What you have to do: Retype the part of the manifold proof text that begins with the words "(PL k-manifold without" and stops after the words "k-manifold without boundary.", reproducing it character for character.
-- BEGIN Text segment --
Pointwise approximation: \(\forall x \in \mathcal{M}\), \({\rm dist}(x, \pi|_{\hat{\mathcal{M}}}^{-1}(x)) = O(\varepsilon ^{2}\,{\rm lfs}(x))\);

P5.:

Isotopy: There exists an isotopy \(F : \mathbb{R}^{d} \times[0, 1] \rightarrow \mathbb{R}^{d}\) such that the map F(⋅,0) restricted to \(\hat{\mathcal{M}}\) is the identity map on \(\hat{\mathcal{M}}\) and \(F(\hat{\mathcal{M}}, 1) = \mathcal{M}\).

The constants in the big-O notations depend on k, ω ₀, η ₀ and Θ ₀.

Since Conditions C1 and C2 are satisfied when the conditions of Theorem 4.15 are satisfied, it follows that the simplicial complex \(\hat{\mathcal{M}}\) output by Algorithm 1 satisfies the above Properties P1–P5 provided that the additional condition on ε in the above theorem is satisfied.

The rest of the section will be devoted to the proof of Theorem 5.3.

5.4 Piecewise Linear k-Manifold

The following lemma is a direct consequence of Condition C1.

Lemma 5.4

Under Condition C1 of Theorem 5.3 and for a sufficiently small ε, \({\rm st}(p) = {\rm st}(p, \hat{\mathcal{M}})\) for all  \(p \in \mathcal {P}\).

We can now prove that \(\hat{\mathcal{M}}\) is a PL k-manifold without boundary (Property P2).

Lemma 5.5

(PL k-manifold without boundary)

Assume Condition C1 of Theorem 5.3. If ε is sufficiently small, then \(\hat{\mathcal{M}}\) is a PL k-manifold without boundary.

Proof

Since \({\rm Del}^{\xi_{p}}(\mathcal {P}_{p})\) is a triangulation of a k-dimensional polytope, \({\rm Del}^{\xi_{p}}(\mathcal {P}_{p})\) is a PL k-manifold [47, Lem. 8 of Chap. 3] and, since p is an interior vertex of \({\rm Del}^{\xi_{p}}(\mathcal {P}_{p})\), \({\rm lk}(p, {\rm Del}^{\xi_{p}}(\mathcal {P}_{p}))\) is a PL (k−1)-sphere [47, Proof of Lem. 9 of Chap. 3].
-- END Text segment --
-- BEGIN Available data --
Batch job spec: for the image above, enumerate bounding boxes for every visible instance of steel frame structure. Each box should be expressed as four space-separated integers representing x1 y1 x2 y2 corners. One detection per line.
-- END Available data --
Solution for this exercise:
(PL k-manifold without boundary)

Assume Condition C1 of Theorem 5.3. If ε is sufficiently small, then \(\hat{\mathcal{M}}\) is a PL k-manifold without boundary.